Transcribe the tail of the listing: start at the line containing "tree and give integer pixel coordinates." and stop after the last line, keeping every character as is and adding nothing.

>> BEGIN DATA SECTION

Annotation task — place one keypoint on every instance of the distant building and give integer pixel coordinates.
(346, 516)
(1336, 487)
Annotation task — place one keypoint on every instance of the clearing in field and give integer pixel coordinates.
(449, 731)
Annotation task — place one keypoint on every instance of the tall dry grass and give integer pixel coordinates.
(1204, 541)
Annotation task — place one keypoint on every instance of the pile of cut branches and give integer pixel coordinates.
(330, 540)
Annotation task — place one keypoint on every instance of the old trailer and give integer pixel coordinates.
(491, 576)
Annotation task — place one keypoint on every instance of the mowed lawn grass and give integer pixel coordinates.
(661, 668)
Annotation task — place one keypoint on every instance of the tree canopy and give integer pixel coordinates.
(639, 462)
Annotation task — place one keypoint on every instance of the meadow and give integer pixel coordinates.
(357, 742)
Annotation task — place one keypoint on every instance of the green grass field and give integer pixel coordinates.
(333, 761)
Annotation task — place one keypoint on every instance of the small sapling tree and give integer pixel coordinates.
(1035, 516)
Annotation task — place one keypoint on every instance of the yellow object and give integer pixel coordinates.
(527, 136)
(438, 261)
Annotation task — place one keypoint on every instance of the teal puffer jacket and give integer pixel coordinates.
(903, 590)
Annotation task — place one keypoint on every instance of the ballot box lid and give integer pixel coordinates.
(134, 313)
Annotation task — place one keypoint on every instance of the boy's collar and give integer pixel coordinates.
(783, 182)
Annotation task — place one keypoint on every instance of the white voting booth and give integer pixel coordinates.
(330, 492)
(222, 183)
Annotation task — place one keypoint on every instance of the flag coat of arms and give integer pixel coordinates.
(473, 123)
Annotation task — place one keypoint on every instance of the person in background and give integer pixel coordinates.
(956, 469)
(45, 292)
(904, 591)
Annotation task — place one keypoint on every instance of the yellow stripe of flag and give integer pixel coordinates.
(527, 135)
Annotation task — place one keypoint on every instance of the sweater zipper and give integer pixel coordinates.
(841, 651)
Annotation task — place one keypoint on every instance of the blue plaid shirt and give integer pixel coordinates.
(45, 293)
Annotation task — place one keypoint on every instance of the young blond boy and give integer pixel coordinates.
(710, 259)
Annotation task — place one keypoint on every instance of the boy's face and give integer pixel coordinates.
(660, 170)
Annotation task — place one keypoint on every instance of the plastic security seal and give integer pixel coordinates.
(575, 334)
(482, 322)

>> END DATA SECTION

▶ **RIGHT ANSWER**:
Annotation task — place one keypoint on every instance of the small sapling tree and give integer pixel coordinates.
(1035, 516)
Annotation task — place one keypoint on every instance of the yellow object and give integer pixel coordinates.
(527, 136)
(438, 261)
Annotation task — place one keypoint on every instance of the teal puffer jacket and give integer pixel coordinates.
(903, 590)
Annotation task — place one keypoint on every instance of the ballot box lid and give integer pixel coordinates.
(134, 313)
Annotation task — place one keypoint on every instance of the boy's collar and give integer pixel coordinates.
(783, 182)
Annotation task — place one keypoint on every instance of the white voting booth and give integer pixel coordinates.
(330, 492)
(222, 183)
Annotation task — place one keypoint on every instance of the flag coat of arms and give integer pixel coordinates.
(473, 123)
Annotation task — place one keypoint on every instance of the person in background and give integer pixel coordinates.
(956, 469)
(45, 292)
(904, 591)
Annotation task — place one keypoint on every instance of the yellow stripe of flag and give integer pixel coordinates.
(527, 135)
Annotation task — place one keypoint on every instance of the sweater zipper and give integer pixel coordinates.
(841, 651)
Annotation task — place one keypoint on every instance of the blue plaid shirt and give integer pixel coordinates.
(45, 293)
Annotation task — place one keypoint on every instance of the young blond boy and give integer pixel coordinates.
(710, 259)
Annotation task — place one keypoint on every instance of the boy's face and give integer pixel coordinates.
(660, 170)
Annotation task — place one keypoint on every instance of the plastic security seal and give integer pixel coordinates.
(575, 334)
(482, 322)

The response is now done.